## Given text
Mikhail Gorbachev’s was a truly great revolution
By the nature of the regime he dismantled and the sheer number of people and peoples whom he freed, Mikhail Sergeevich Gorbachev — the reformist Soviet leader who died Tuesday at 91 — may have been the greatest liberator of all time.
A longstanding “theory” spread by his enemies and adopted by many in the West postulated that Gorbachev was a bumbler who did not know what he was doing, stumbled onto his reforms, sleepwalking, and woke up when the crisis was too far gone to redress.
Nonsense. His contemporaries — Cuba’s Fidel Castro, North Korea’s Kim family, and the Soviet Union’s Nikita Khrushchev or Leonid Brezhnev, hardly Mensa material they — knew exactly what to do when their power was threatened: show trials, executions, life sentences, starvations and tanks in Budapest and Prague, or the Quisling regime in Poland.
No, Gorbachev did not resort to repression, because he thought it was wrong to rule through terror and lies. Wrong — for the first time in 70 years, morality and moral accountability were brought to bear on Soviet politics and became operational terms.
This is how we know that Gorbachev’s was a truly great revolution: coups d’état and other intra-elite squabbles are about power; all great revolutions always start with human dignity and morality. “A new moral atmosphere is taking shape in the country,” Gorbachev told the Central Committee Plenum in January 1987 as he announced the turn of “glasnost” and “democratization.” “A reappraisal of values,” he called it. Later, recalling his feeling that “we couldn’t go on like that any longer, and we had to change life radically,” he called it his “moral position.”
Another “theory” holds that, mired as it was in economic problems, the Soviet Union was going to collapse anyway. That, too, is balderdash. Cuba lasts, North Korea lasts, Zimbabwe lasts, and of course the Soviet Union lasted from 1930 to the 1950s with horrific shortages and starvation of millions — and would have lasted, along with Soviet enslavement of East-Central Europe, had it not been for Yuri Andropov’s kidney failure and Konstantin Chernenko’s morbid senility.
When Gorbachev took over, the Soviet empire was frozen in terror and bleakness. All the prominent dissidents were either dead, silenced or in jail. The dominant prediction among Western experts was an indefinite, grim, open-ended slog. The Polish Solidarity had been crushed. West Germans were readying to “march through the institutions” for decades: bribing the German Democratic Republic’s Soviet handlers in the hope of inducing better relations and liberalization in the East, one tiny step at a time.

A run of records
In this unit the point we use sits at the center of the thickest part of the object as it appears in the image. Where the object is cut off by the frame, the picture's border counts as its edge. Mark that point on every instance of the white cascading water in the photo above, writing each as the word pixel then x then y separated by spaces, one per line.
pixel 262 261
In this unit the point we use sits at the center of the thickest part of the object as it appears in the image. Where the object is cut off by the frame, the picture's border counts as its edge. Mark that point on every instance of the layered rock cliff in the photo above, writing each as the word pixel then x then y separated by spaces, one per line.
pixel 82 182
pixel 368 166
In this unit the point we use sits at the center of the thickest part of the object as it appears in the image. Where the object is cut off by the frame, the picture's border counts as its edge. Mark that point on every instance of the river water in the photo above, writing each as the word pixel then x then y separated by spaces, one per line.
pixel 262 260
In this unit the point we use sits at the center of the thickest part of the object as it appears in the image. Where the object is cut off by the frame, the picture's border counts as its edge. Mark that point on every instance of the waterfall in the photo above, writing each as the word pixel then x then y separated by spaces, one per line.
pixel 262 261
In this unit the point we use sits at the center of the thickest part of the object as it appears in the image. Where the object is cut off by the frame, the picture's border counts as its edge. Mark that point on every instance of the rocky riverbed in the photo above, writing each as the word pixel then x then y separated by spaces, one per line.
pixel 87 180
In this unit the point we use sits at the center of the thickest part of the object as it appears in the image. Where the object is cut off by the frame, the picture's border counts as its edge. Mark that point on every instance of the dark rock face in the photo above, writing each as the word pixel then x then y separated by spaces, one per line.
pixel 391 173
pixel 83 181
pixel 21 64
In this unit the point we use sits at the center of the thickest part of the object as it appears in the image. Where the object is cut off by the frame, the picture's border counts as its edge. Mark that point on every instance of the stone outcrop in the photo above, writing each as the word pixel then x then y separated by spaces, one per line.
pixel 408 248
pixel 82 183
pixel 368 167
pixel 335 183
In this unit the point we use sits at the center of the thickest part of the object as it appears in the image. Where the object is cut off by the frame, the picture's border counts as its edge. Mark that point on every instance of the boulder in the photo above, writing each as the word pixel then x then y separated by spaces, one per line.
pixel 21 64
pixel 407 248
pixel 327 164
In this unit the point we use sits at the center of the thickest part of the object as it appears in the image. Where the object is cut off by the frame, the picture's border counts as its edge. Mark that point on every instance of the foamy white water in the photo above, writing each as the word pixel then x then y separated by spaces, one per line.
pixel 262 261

## Requirement 1
Reproduce word for word the part of the Gorbachev essay from "Mikhail Gorbachev’s was" up to and including "of all time.".
## Requirement 2
Answer these questions using the Gorbachev essay.
(a) At what age did Gorbachev die?
(b) In what month and year did Gorbachev address the Central Committee Plenum about a new moral atmosphere?
(c) What had happened to the Polish Solidarity by the time Gorbachev took over?

## Complete answer 1
Mikhail Gorbachev’s was a truly great revolution
By the nature of the regime he dismantled and the sheer number of people and peoples whom he freed, Mikhail Sergeevich Gorbachev — the reformist Soviet leader who died Tuesday at 91 — may have been the greatest liberator of all time.

## Complete answer 2
(a) 91
(b) January 1987
(c) It had been crushed.